- [WHAT TO WORK ON] Please copy, exactly as they appear below, the lines from the one containing "of the projected" through the one containing "of the decorated".

==== INPUT

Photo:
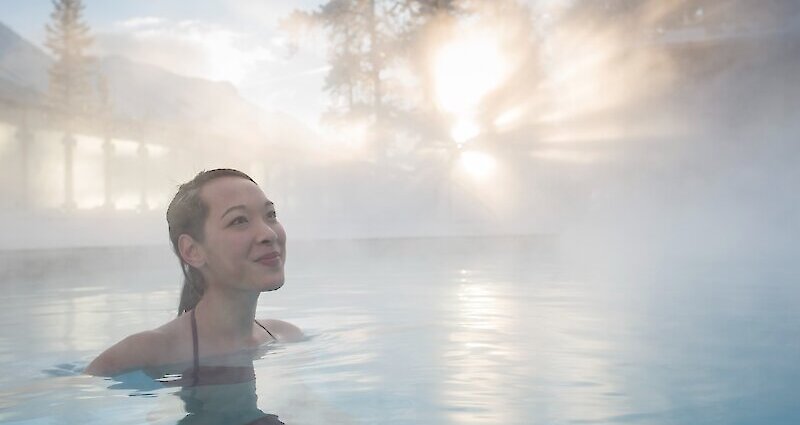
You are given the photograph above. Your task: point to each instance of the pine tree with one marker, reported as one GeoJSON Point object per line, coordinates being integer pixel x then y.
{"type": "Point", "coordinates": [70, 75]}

========
==== INPUT

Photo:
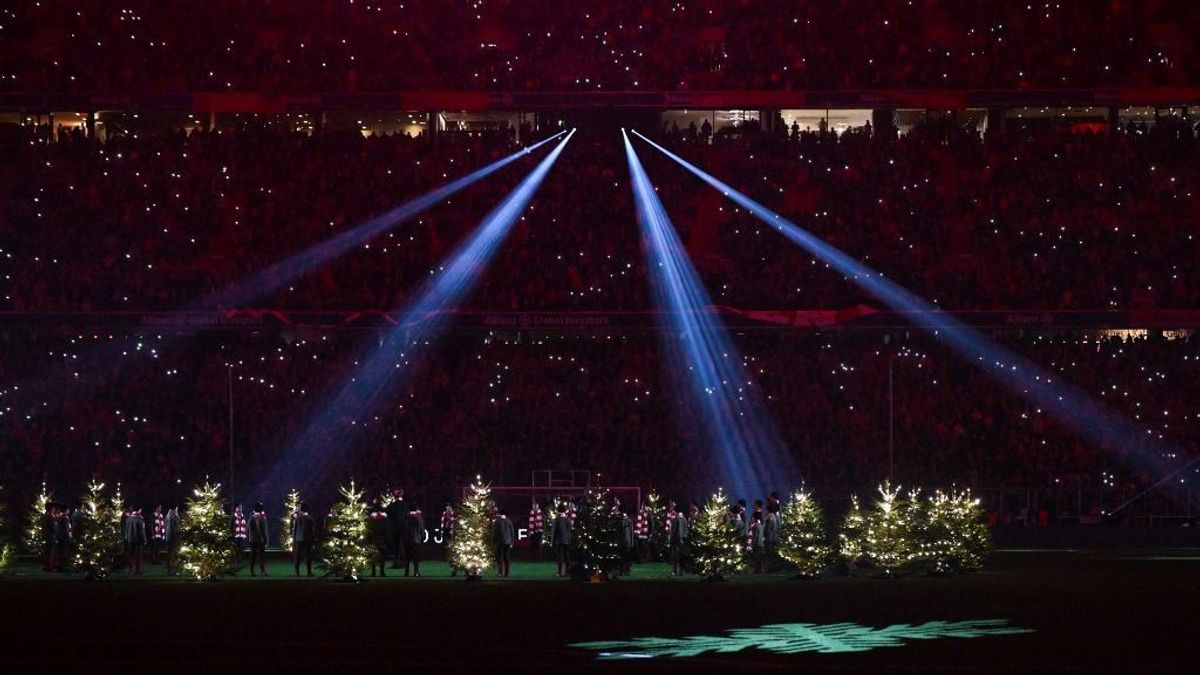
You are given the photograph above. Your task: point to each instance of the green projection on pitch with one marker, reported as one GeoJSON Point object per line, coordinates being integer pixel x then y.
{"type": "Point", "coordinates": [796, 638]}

========
==== INPUT

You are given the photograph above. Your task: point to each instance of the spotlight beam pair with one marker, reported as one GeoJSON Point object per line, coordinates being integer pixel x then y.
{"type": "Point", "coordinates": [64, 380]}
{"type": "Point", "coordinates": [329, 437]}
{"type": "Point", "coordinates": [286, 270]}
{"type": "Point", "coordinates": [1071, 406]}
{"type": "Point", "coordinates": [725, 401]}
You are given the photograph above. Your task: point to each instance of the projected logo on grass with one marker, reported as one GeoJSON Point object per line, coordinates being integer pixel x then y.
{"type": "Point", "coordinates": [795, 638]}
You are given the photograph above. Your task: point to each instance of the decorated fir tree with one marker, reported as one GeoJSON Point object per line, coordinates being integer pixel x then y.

========

- [YOUR RESPONSE]
You are given the photograph above. Your task: point to each instance of the projected logo on grass with one marker, reported as one GeoJSON Point object per line, coordinates being integer pixel x then y.
{"type": "Point", "coordinates": [795, 638]}
You are given the photograph above. Your task: point to each instance of the decorated fir tree with one marker, reported as one GeoJSON Point object per line, coordinates being integer pixel x then y.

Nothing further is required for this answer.